> Détails de la tâche: Prolongez le texte consacré aux massacres d'Arménie au-delà de sa dernière phrase.

La Mort de notre chère France en Orient/05

La bibliothèque libre.


V

LES MASSACRES D’ARMÉNIE


Arborer un tel titre équivaut pour moi à déployer un petit étendard de guerre, — guerre contre les idées fausses les plus enracinées, contre les préjugés les plus indestructibles. Je sais d’avance que je vais, une fois encore, récolter beaucoup d’injures, mais je suis quelqu’un que rien n’atteint plus : à l’heure qui vient de sonner dans ma vie, je ne désire plus rien et par suite ne redoute plus rien ; il n’est rien qui puisse m’obliger à taire ce que ma conscience m’impose de dire et de redire, de toutes mes forces. Il y a des années cependant que j’hésitais à aborder de front ce sujet sinistre, retenu par une compassion profonde malgré tout pour cette malheureuse Arménie dont le châtiment a peut-être trop dépassé les fautes… Ces massacres, des esprits malveillants se figurent, paraît-il, que j’ai la naïve impudence d’essayer de les nier, d’autres me méconnaissent jusqu’à croire que je les approuve ! Oh ! si l’on retrouvait quelque jour mes lettres de 1913 à l’ancien prince héritier de Turquie, ce Youzouf-Izeddin, assassiné depuis par les Boches, ce prince ami de la France qui avait autorisé mon franc-parler avec lui, on verrait bien ce que je pense de ces tueries !

> Données extraites:

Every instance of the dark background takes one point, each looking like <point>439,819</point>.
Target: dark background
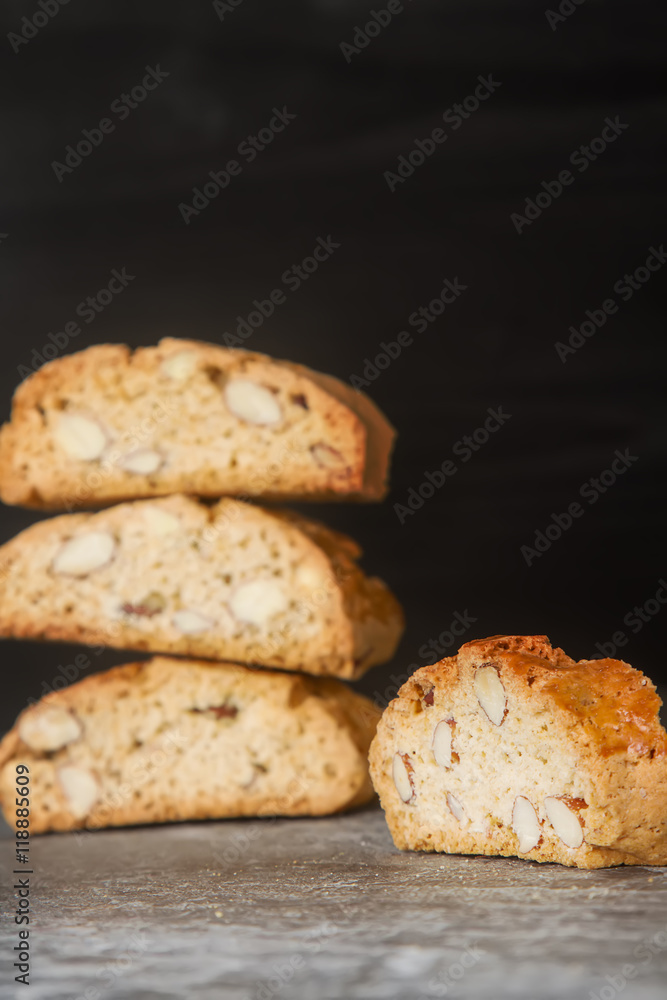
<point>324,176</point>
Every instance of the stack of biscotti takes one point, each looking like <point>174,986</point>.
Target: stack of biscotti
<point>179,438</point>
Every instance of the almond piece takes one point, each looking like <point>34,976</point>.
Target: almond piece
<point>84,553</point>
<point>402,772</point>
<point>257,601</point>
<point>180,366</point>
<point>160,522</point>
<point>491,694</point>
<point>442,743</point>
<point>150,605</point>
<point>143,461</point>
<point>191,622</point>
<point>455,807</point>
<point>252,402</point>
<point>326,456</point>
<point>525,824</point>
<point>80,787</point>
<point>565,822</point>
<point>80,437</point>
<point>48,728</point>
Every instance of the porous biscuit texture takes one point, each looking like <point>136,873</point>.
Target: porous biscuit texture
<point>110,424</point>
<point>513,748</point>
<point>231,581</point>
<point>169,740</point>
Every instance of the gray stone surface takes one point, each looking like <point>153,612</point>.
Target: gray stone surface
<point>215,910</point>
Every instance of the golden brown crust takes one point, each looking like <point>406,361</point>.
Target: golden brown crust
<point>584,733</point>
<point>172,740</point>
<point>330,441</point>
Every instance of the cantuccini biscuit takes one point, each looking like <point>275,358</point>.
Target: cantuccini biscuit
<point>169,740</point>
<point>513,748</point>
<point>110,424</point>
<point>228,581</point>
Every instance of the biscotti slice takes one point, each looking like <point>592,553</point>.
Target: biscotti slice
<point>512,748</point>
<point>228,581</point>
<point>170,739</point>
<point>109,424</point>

---

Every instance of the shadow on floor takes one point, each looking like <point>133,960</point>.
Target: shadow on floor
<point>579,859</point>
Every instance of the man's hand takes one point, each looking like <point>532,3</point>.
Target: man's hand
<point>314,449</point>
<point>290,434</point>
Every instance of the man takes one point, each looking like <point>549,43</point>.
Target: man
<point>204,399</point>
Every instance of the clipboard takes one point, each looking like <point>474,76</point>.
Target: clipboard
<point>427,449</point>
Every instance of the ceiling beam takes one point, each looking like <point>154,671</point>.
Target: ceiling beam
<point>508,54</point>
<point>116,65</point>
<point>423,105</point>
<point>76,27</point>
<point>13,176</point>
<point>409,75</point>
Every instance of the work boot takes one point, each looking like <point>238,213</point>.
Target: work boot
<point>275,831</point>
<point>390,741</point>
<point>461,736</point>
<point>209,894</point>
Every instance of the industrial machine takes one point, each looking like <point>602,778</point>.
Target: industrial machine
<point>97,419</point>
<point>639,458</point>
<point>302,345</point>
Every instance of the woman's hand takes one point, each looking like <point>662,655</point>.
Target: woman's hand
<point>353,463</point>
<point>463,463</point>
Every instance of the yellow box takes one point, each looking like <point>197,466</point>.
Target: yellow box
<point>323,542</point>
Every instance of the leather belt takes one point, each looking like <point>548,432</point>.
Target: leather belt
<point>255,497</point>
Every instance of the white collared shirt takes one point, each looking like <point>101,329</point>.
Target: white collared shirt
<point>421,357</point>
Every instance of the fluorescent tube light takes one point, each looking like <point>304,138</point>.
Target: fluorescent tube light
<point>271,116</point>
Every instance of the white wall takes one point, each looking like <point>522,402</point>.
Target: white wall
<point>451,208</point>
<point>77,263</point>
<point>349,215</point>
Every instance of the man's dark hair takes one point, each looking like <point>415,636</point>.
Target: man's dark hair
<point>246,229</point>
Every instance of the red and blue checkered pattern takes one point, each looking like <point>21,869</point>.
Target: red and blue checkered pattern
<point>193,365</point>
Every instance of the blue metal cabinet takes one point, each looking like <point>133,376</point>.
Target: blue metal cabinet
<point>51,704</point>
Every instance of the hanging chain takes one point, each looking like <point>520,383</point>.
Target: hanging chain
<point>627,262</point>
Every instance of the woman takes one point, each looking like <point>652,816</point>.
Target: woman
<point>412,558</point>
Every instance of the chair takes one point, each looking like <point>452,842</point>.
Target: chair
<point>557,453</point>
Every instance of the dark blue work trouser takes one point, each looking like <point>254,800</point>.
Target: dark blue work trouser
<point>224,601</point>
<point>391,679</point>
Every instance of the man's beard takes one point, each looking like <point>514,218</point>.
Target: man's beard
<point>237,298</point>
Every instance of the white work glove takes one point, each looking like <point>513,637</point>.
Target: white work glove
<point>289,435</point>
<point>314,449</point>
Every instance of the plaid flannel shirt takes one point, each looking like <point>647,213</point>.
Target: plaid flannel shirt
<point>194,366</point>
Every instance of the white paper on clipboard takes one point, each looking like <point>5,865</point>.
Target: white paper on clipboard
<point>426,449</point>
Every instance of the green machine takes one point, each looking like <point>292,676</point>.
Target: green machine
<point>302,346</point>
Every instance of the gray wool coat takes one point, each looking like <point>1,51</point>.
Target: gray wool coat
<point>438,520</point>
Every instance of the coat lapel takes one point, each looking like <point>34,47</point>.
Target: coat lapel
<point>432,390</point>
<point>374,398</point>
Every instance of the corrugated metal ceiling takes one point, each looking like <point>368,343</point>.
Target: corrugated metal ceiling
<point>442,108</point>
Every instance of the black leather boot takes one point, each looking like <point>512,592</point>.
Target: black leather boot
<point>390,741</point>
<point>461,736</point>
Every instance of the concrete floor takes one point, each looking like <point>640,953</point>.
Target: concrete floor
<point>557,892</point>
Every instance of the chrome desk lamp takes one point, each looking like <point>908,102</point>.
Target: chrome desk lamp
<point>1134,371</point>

--

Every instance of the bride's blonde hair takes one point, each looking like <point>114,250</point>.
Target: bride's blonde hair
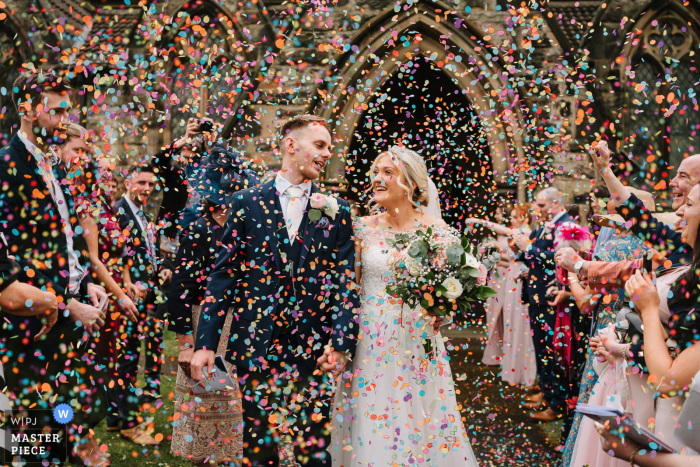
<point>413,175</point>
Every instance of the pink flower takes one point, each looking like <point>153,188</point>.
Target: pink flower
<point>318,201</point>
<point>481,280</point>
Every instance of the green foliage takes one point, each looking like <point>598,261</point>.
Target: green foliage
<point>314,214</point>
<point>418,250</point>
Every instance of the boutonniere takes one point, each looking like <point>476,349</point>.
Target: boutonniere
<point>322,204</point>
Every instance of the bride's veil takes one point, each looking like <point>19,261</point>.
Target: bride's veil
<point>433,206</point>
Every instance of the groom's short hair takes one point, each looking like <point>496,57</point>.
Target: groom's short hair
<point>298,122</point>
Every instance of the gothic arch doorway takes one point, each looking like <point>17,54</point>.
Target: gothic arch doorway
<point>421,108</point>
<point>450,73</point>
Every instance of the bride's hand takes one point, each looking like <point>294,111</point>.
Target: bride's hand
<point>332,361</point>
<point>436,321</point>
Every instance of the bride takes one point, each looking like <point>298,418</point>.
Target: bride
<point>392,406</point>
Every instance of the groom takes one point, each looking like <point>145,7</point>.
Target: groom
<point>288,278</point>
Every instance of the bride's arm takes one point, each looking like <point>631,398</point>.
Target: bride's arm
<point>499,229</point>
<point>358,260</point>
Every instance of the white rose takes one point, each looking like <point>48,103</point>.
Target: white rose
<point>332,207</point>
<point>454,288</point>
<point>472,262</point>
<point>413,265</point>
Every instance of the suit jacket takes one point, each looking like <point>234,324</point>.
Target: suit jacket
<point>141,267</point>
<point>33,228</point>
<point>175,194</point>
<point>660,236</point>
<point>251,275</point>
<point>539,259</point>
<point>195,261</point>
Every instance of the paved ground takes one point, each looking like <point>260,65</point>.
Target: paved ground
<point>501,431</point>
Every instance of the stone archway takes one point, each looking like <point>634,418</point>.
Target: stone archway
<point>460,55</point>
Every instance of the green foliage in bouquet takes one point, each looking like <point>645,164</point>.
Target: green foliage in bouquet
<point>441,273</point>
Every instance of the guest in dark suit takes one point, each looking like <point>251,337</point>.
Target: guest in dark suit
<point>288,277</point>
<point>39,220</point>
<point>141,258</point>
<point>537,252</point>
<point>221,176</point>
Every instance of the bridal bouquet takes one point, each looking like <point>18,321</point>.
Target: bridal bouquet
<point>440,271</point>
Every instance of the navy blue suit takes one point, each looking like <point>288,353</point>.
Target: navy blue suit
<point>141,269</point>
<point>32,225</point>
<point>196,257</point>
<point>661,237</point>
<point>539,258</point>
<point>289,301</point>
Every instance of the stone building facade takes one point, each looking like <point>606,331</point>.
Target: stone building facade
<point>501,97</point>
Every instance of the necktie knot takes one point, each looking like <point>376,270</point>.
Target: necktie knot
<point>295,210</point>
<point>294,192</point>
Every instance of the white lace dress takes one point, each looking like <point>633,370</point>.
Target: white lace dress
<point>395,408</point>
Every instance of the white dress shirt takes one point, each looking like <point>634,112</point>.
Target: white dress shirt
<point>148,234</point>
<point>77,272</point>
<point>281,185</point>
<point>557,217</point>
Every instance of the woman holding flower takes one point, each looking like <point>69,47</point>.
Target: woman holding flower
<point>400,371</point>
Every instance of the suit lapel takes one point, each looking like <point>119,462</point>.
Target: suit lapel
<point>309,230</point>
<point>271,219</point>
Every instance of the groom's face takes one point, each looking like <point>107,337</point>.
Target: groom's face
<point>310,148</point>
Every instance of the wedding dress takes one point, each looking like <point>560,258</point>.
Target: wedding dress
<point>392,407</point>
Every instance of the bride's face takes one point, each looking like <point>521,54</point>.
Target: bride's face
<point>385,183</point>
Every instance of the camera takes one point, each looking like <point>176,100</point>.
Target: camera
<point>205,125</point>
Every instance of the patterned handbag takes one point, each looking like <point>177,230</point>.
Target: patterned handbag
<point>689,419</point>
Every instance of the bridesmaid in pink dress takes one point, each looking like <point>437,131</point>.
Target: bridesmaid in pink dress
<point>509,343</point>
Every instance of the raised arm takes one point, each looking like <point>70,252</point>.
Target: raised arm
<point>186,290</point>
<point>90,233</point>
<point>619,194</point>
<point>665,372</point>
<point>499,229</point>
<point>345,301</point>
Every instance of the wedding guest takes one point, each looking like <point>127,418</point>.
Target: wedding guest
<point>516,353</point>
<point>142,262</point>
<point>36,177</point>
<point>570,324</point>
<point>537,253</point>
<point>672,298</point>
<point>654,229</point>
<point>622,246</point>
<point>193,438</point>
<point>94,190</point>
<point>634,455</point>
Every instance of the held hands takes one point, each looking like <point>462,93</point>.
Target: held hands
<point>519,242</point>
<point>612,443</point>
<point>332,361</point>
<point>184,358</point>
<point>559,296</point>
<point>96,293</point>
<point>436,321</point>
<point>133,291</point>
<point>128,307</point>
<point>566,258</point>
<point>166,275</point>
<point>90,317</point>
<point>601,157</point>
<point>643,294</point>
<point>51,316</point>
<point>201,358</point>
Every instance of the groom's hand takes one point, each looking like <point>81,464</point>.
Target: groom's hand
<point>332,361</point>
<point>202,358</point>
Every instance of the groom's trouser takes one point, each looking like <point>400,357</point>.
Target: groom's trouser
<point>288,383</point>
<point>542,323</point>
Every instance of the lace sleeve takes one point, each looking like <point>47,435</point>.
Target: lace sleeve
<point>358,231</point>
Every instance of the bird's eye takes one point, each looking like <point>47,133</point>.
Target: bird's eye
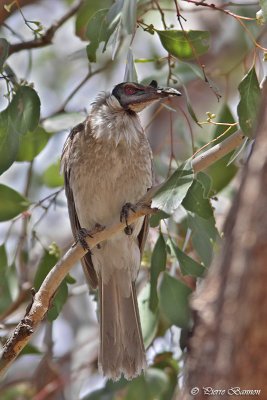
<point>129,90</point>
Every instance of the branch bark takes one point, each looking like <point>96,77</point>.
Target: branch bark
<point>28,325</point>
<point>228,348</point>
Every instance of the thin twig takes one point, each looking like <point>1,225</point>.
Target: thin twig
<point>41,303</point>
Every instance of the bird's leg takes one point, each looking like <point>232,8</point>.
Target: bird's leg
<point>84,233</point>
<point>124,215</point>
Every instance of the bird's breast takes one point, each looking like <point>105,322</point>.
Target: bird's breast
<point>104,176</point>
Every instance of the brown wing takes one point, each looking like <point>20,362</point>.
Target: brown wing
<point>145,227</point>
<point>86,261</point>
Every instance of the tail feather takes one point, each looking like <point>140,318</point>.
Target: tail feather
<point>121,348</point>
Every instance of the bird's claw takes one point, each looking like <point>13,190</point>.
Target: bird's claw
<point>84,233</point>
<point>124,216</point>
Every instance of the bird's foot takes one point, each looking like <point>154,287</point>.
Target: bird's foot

> Réponse rédigée:
Pour commencer, je reparlerai d’abord des Turcs, — mais je désigne par ce nom les vrais, ceux du vieux temps qui, Dieu merci, constituent là-bas une majorité innombrable ; je n’entends pas ceux des nouvelles couches qui sont des exceptions, qui renient tout le passé ancestral, qui veulent plutôt renchérir sur nos déséquilibrements et notre modernisme ; et j’entends moins encore ces Levantins, métis de tous les sangs, que notre étonnante ignorance des choses orientales nous fait confondre avec les purs Osmanlis. Pour les juger impartialement, eux, les vrais, il faut les considérer, je l’accorde, comme un peuple qui retarde de quelques siècles sur le nôtre, — et je ne leur en fais point de reproche, bien au contraire. Leurs petites villes immobilisées de l’intérieur, leurs villages, leurs campagnes, sont les derniers refuges, non seulement du calme, mais de toutes les vertus patriarcales qui, de plus en plus, s’effacent de notre monde moderne : loyauté, honnêteté sans taches ; vénération des enfants pour les parents poussée à un degré que nous ne connaissons plus ; inépuisable hospitalité et respect chevaleresque pour les hôtes ; élégance morale et délicatesse native, même chez les plus humbles ; douceur pour tous — même pour les animaux ; — tolérance religieuse sans bornes pour quiconque n’est pas leur ennemi ; foi sereine et prière. Dès qu’on a quitté, pour arriver chez eux, notre Occident de doute et de cynisme, de tapage et de ferraille, on se sent comme baigné de paix et de confiance, on croit avoir remonté le cours des temps jusque vers on ne sait quelle époque imprécise, voisine peut-être de l’âge d’or.

Tout ce que j’avance là n’est plus contestable que pour les ignorants obstinés ; des témoins par milliers sont prêts à l’affirmer et tous nos combattants de cette dernière guerre 116 demandent qu’à déposer très affectueusement pour les Turcs, devant le grand tribunal de l’humanité. Des lettres continuent de m’arriver chaque jour, d’officiers, de soldats, même de prêtres catholiques, qui ont été à même de les connaître de près aux Dardanelles et qui restent stupéfaits de les avoir rencontrés tels que je les décrivais. Une des plus touchantes peut-être, est d’un petit soldat blessé qui fut longtemps leur prisonnier, qui est rentré par faveur spéciale et qui me demande de le prévenir quand les courriers seront rétablis avec Constantinople, pour lui permettre d’exprimer à nouveau sa tendre reconnaissance aux Turcs qui l’ont si fraternellement soigné. Dieu merci, malgré les entêtements qui ne raisonnent plus, la vérité sur eux commence à faire son chemin chez nous.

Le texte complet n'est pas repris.